** Opening DATA SUPPLIED block **
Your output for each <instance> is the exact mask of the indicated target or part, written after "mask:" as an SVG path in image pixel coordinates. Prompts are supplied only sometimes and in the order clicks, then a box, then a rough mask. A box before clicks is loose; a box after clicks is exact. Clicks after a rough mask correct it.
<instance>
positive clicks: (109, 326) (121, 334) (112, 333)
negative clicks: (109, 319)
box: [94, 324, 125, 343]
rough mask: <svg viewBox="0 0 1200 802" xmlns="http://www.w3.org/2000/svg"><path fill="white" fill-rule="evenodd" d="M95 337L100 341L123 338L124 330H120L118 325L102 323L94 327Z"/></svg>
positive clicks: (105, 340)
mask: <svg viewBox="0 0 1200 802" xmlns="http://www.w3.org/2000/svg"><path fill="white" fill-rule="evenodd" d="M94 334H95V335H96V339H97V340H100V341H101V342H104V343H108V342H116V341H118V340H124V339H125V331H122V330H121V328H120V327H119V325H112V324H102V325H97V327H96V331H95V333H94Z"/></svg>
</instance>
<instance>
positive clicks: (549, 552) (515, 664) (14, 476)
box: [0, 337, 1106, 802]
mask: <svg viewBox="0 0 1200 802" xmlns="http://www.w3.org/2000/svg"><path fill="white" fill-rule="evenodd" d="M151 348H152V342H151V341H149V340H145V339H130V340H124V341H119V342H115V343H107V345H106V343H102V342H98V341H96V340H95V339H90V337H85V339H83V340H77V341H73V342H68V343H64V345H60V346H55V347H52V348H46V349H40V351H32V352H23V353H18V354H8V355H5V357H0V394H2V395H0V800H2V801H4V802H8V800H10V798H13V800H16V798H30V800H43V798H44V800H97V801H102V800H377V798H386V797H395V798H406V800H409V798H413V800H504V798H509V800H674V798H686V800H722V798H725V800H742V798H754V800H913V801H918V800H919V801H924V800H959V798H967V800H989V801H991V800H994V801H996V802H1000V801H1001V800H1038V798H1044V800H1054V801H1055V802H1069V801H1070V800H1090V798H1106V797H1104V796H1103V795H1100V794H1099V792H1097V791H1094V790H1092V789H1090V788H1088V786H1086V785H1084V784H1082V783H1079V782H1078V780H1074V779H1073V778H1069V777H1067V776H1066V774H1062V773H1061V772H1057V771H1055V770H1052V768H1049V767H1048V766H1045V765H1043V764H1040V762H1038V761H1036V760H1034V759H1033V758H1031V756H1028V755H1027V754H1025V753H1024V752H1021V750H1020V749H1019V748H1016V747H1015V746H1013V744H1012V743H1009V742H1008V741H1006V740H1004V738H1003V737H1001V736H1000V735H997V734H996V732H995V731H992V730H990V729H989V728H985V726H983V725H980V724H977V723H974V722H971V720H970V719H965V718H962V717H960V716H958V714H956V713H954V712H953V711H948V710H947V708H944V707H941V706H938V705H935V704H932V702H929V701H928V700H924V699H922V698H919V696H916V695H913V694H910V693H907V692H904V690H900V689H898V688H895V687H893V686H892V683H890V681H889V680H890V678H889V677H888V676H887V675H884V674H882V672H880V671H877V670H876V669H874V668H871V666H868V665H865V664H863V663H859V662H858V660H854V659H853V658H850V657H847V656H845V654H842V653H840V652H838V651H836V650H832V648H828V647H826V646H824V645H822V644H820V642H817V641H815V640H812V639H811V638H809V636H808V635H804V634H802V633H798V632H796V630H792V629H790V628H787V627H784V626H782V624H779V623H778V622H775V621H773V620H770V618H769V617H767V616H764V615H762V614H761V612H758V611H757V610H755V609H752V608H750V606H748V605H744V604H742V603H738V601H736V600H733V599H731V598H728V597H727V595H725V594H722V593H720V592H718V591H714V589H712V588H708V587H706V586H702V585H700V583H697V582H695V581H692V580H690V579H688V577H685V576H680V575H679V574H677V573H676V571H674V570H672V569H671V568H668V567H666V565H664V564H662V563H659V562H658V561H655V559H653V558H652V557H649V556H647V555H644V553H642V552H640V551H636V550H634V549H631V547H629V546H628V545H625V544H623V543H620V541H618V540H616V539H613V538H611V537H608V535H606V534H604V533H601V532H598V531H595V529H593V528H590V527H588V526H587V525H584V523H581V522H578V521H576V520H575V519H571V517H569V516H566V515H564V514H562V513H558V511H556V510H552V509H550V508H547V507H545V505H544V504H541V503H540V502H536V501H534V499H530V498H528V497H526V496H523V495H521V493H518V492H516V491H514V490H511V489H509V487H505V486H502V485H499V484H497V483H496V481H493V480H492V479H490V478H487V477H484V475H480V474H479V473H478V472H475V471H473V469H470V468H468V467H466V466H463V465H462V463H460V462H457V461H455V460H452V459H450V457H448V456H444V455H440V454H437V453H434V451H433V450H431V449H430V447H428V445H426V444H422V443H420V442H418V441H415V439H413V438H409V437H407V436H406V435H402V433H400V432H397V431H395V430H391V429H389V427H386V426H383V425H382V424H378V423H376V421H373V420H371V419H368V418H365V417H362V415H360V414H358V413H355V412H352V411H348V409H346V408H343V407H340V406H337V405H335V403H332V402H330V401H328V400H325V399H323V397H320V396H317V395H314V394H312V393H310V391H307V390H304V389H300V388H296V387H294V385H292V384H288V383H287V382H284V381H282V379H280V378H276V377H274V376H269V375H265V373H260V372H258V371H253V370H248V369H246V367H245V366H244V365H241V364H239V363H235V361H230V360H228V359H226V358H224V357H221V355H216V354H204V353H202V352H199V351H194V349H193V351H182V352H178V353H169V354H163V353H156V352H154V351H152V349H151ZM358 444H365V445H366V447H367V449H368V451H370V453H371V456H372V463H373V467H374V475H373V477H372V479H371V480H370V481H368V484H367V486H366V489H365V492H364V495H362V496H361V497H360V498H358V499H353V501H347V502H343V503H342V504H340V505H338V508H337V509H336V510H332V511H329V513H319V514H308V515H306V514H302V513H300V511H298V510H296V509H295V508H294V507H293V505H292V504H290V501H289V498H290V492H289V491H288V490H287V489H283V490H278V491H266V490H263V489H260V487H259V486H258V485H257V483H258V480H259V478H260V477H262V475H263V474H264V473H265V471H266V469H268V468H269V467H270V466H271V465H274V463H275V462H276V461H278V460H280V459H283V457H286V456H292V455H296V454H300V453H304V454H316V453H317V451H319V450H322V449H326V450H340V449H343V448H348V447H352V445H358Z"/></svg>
** Closing DATA SUPPLIED block **
▸ **YOUR INSTRUCTIONS**
The records above should be set down again word for word.

▸ **TASK SOLUTION**
Your output for each <instance> is the exact mask of the indicated target or part, written after "mask:" as an SVG path in image pixel coordinates. Prompts are supplied only sometimes and in the order clicks, then a box, then a rough mask. A box before clicks is loose; a box after clicks is exact. Clicks after a rough mask correct it.
<instance>
positive clicks: (109, 326) (121, 334) (112, 333)
negative clicks: (109, 319)
box: [94, 324, 125, 343]
rough mask: <svg viewBox="0 0 1200 802" xmlns="http://www.w3.org/2000/svg"><path fill="white" fill-rule="evenodd" d="M95 337L100 341L123 338L124 330H120L118 325L102 323L94 327Z"/></svg>
positive clicks: (105, 340)
mask: <svg viewBox="0 0 1200 802" xmlns="http://www.w3.org/2000/svg"><path fill="white" fill-rule="evenodd" d="M94 334H95V335H96V339H97V340H100V341H101V342H104V343H108V342H116V341H118V340H124V339H125V331H122V330H121V328H120V327H119V325H112V324H102V325H97V327H96V331H95V333H94Z"/></svg>
</instance>
<instance>
positive clicks: (549, 552) (515, 664) (14, 476)
box: [0, 337, 1106, 802]
mask: <svg viewBox="0 0 1200 802" xmlns="http://www.w3.org/2000/svg"><path fill="white" fill-rule="evenodd" d="M151 348H152V342H151V341H149V340H145V339H130V340H124V341H119V342H115V343H107V345H106V343H102V342H98V341H96V340H95V339H90V337H85V339H83V340H77V341H73V342H68V343H64V345H60V346H55V347H52V348H46V349H40V351H32V352H23V353H18V354H8V355H5V357H0V394H2V395H0V800H2V801H4V802H8V800H10V798H13V800H16V798H30V800H43V798H44V800H97V801H102V800H377V798H386V797H395V798H406V800H409V798H413V800H504V798H509V800H674V798H686V800H722V798H725V800H742V798H754V800H913V801H918V800H919V801H924V800H959V798H967V800H989V801H991V800H994V801H996V802H1000V801H1001V800H1038V798H1044V800H1054V801H1055V802H1069V801H1070V800H1090V798H1106V797H1104V796H1103V795H1100V794H1099V792H1097V791H1094V790H1092V789H1090V788H1088V786H1086V785H1084V784H1082V783H1079V782H1078V780H1074V779H1073V778H1069V777H1067V776H1066V774H1062V773H1061V772H1057V771H1055V770H1052V768H1049V767H1048V766H1045V765H1043V764H1040V762H1038V761H1036V760H1034V759H1033V758H1031V756H1028V755H1027V754H1025V753H1024V752H1021V750H1020V749H1019V748H1016V747H1015V746H1013V744H1012V743H1009V742H1008V741H1006V740H1004V738H1003V737H1001V736H1000V735H997V734H996V732H995V731H992V730H990V729H989V728H985V726H983V725H980V724H977V723H974V722H971V720H970V719H965V718H962V717H960V716H958V714H956V713H954V712H953V711H948V710H947V708H944V707H941V706H938V705H935V704H932V702H929V701H928V700H924V699H922V698H919V696H916V695H913V694H910V693H907V692H904V690H900V689H898V688H895V687H893V686H892V683H890V681H889V680H890V678H889V677H888V676H887V675H884V674H882V672H880V671H877V670H876V669H874V668H871V666H868V665H865V664H863V663H859V662H858V660H854V659H853V658H850V657H847V656H845V654H842V653H840V652H838V651H836V650H832V648H828V647H826V646H824V645H822V644H820V642H817V641H815V640H812V639H811V638H809V636H808V635H804V634H802V633H798V632H796V630H792V629H790V628H787V627H784V626H782V624H779V623H778V622H775V621H773V620H770V618H769V617H767V616H764V615H762V614H761V612H758V611H757V610H755V609H752V608H750V606H748V605H744V604H742V603H738V601H736V600H733V599H731V598H728V597H727V595H725V594H722V593H720V592H718V591H714V589H712V588H708V587H706V586H702V585H700V583H697V582H695V581H692V580H690V579H688V577H685V576H680V575H679V574H677V573H676V571H674V570H672V569H671V568H668V567H666V565H664V564H662V563H659V562H658V561H655V559H653V558H652V557H649V556H647V555H644V553H642V552H640V551H636V550H634V549H631V547H629V546H628V545H625V544H623V543H620V541H618V540H616V539H613V538H611V537H608V535H606V534H604V533H601V532H598V531H595V529H593V528H590V527H588V526H587V525H584V523H581V522H578V521H576V520H575V519H571V517H569V516H566V515H564V514H562V513H558V511H556V510H552V509H550V508H547V507H545V505H544V504H541V503H540V502H536V501H534V499H530V498H528V497H526V496H523V495H521V493H518V492H516V491H514V490H511V489H509V487H505V486H502V485H499V484H497V483H496V481H493V480H492V479H490V478H487V477H484V475H480V474H479V473H478V472H475V471H473V469H470V468H468V467H466V466H463V465H462V463H460V462H457V461H455V460H452V459H450V457H448V456H444V455H440V454H437V453H434V451H433V450H431V449H430V447H428V445H426V444H422V443H420V442H418V441H415V439H413V438H409V437H407V436H406V435H402V433H400V432H397V431H395V430H391V429H389V427H386V426H383V425H382V424H378V423H376V421H373V420H371V419H368V418H365V417H362V415H360V414H358V413H355V412H352V411H348V409H346V408H343V407H340V406H337V405H335V403H332V402H330V401H328V400H325V399H323V397H320V396H317V395H314V394H312V393H310V391H307V390H304V389H300V388H296V387H294V385H292V384H288V383H287V382H284V381H282V379H280V378H276V377H274V376H269V375H265V373H260V372H258V371H253V370H248V369H246V367H245V366H244V365H241V364H239V363H235V361H230V360H228V359H226V358H224V357H221V355H216V354H204V353H202V352H199V351H194V349H193V351H182V352H178V353H169V354H163V353H156V352H154V351H152V349H151ZM358 444H365V445H366V447H367V449H368V451H370V453H371V456H372V463H373V467H374V475H373V477H372V479H371V480H370V481H368V484H367V486H366V489H365V492H364V495H362V496H361V497H360V498H358V499H353V501H347V502H343V503H342V504H340V505H338V508H337V509H336V510H332V511H329V513H319V514H308V515H306V514H302V513H300V511H298V510H296V509H295V508H294V507H293V505H292V504H290V501H289V498H290V492H289V491H288V490H287V489H283V490H278V491H266V490H263V489H260V487H259V486H258V485H257V483H258V480H259V478H260V477H262V475H263V474H264V473H265V471H266V469H268V468H269V467H270V466H271V465H274V463H275V462H276V461H278V460H280V459H283V457H286V456H292V455H296V454H300V453H304V454H316V453H317V451H319V450H322V449H326V450H340V449H343V448H348V447H352V445H358Z"/></svg>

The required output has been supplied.